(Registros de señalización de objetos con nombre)
########

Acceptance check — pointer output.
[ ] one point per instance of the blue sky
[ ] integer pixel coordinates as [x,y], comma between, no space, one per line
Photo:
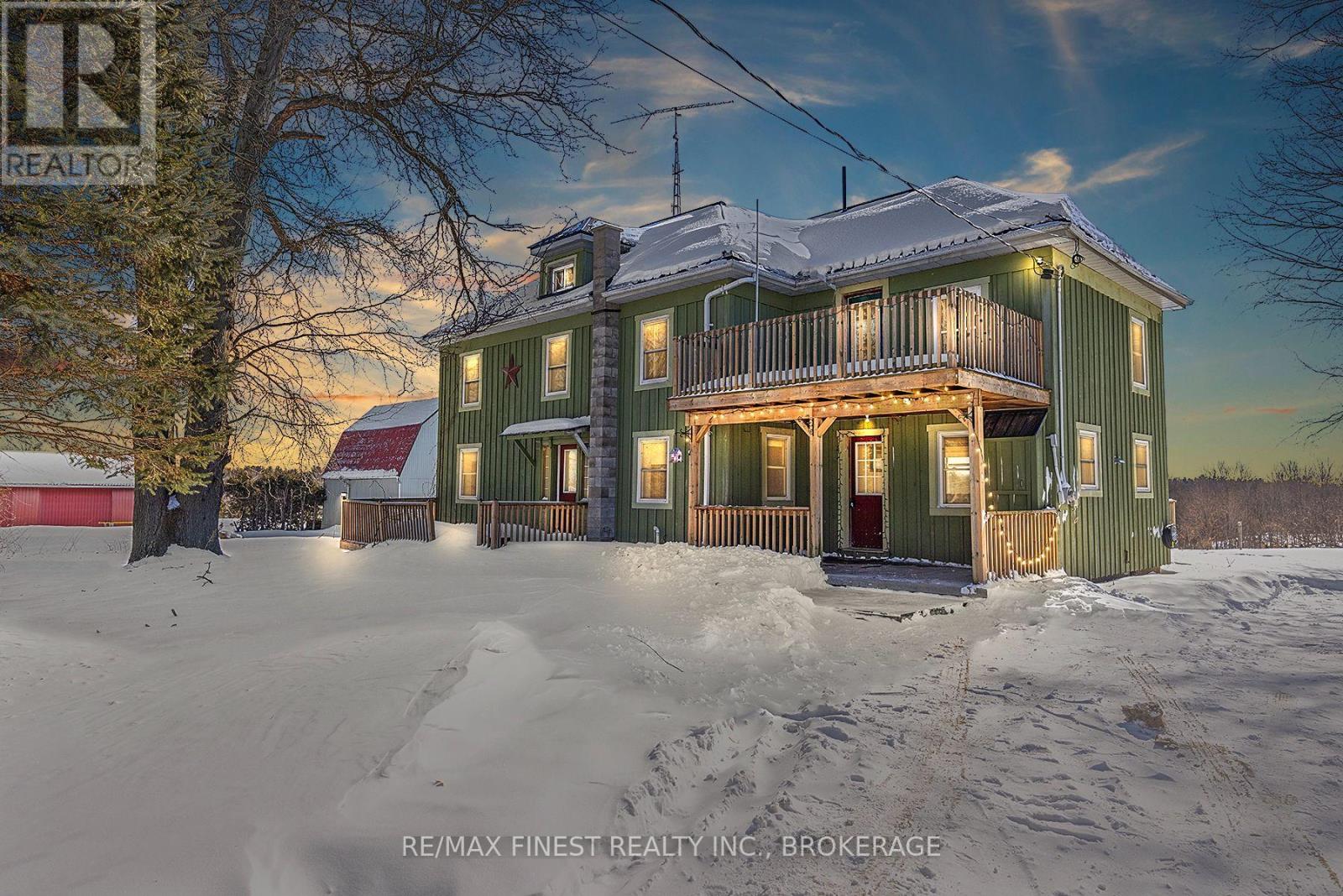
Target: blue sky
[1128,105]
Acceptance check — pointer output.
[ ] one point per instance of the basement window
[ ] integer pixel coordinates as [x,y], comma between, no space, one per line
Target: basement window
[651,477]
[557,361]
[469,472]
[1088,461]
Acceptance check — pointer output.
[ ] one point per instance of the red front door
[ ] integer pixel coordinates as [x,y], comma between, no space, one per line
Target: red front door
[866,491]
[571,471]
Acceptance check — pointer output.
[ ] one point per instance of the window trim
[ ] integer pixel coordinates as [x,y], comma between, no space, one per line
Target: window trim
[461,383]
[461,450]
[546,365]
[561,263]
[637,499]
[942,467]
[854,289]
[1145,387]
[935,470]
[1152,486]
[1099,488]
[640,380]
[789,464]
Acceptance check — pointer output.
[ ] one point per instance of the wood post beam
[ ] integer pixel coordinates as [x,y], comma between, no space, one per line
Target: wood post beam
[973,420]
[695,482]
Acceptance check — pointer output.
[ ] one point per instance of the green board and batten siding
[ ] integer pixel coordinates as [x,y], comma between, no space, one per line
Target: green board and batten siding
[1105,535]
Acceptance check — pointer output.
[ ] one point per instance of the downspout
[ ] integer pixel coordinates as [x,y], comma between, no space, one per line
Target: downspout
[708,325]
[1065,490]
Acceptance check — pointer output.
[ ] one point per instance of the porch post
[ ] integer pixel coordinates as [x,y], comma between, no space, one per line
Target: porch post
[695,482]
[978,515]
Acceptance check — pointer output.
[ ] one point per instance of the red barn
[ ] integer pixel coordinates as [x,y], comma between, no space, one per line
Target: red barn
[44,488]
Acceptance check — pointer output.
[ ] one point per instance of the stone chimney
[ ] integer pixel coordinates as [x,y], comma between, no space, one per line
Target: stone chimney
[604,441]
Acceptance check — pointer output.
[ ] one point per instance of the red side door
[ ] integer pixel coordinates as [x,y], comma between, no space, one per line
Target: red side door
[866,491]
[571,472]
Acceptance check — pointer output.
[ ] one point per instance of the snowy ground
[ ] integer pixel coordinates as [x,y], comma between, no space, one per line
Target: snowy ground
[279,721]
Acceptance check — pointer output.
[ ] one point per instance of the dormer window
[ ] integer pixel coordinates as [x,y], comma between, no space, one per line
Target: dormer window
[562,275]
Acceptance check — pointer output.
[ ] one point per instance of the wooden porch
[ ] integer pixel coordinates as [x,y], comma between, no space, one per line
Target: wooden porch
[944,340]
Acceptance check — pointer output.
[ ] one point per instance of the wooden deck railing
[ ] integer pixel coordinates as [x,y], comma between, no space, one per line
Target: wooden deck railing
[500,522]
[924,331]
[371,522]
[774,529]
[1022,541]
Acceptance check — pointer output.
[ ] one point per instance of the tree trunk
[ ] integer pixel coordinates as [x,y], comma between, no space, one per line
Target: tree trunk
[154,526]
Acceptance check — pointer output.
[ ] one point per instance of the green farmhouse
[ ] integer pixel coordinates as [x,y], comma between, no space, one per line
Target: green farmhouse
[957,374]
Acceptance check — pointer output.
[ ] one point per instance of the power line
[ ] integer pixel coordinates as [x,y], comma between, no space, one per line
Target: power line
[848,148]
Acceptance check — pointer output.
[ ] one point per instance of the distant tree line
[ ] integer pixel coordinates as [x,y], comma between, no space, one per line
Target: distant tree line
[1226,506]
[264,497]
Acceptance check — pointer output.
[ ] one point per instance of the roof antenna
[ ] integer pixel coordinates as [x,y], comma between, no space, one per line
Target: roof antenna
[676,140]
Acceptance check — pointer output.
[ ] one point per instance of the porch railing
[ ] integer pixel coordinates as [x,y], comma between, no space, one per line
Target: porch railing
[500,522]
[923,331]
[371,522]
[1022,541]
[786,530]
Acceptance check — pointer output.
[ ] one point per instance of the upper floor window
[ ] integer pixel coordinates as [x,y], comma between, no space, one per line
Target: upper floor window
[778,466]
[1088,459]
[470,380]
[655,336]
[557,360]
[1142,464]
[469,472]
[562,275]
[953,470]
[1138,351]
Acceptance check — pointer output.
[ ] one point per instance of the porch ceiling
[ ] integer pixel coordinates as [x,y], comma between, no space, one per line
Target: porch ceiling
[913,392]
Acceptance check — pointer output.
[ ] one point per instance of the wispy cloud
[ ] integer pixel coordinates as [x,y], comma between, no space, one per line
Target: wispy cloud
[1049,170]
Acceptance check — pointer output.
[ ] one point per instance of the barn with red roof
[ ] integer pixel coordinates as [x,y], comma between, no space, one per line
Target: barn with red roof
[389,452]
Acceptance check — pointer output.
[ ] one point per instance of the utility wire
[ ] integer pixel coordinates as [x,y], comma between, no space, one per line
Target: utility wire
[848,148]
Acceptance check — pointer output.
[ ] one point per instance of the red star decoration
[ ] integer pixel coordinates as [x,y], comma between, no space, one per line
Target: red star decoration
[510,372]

########

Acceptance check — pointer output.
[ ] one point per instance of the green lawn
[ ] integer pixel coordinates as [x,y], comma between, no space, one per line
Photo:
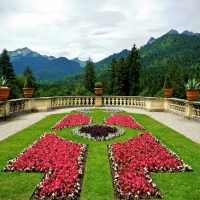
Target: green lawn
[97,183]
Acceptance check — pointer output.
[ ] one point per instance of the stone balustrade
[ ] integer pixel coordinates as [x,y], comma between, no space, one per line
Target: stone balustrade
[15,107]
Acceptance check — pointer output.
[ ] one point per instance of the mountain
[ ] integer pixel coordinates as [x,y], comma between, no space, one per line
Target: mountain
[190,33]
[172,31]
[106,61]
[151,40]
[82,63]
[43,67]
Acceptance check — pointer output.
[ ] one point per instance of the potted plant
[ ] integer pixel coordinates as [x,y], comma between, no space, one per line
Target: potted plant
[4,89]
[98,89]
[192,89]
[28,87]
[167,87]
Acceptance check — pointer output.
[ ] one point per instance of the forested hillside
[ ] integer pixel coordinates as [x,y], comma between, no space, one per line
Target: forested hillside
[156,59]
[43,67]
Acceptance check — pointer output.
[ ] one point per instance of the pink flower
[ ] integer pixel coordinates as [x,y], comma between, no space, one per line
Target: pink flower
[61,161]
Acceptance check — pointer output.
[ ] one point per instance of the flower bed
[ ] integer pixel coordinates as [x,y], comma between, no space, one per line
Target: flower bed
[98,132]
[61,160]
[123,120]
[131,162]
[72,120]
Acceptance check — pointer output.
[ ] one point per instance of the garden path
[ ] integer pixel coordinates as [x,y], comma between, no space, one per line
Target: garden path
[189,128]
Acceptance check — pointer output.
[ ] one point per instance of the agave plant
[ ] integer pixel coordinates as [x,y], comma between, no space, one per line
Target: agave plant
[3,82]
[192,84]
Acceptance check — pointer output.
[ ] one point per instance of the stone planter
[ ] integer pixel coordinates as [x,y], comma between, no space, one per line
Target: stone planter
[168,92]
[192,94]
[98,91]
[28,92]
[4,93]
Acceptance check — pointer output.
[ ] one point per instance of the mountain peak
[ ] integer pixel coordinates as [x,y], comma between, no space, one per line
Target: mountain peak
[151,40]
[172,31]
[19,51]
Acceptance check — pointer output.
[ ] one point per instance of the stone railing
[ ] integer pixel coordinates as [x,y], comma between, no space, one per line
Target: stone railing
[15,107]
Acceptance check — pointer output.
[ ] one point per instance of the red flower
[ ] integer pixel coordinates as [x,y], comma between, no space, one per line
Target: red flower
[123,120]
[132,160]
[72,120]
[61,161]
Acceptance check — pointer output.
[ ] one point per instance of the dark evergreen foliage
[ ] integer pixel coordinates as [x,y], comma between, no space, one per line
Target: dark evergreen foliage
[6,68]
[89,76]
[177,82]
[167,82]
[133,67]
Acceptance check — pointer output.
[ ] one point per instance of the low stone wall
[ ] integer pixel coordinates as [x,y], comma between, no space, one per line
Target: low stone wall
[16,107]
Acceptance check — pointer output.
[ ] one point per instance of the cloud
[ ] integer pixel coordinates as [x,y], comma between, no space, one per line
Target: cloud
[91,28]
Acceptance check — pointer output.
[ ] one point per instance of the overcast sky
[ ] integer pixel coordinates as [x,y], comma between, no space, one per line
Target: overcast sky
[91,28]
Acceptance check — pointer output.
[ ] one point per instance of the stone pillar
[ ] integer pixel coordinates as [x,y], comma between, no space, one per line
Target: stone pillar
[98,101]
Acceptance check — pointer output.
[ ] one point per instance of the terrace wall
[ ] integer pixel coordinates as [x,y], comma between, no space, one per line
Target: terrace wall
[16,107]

########

_Objetivo del ejercicio_
Localiza en los registros de arriba cada línea que contenga la palabra "deck". Cópiala entera.

_Respuesta al ejercicio_
[ ] one point per instance of the wooden deck railing
Target: wooden deck railing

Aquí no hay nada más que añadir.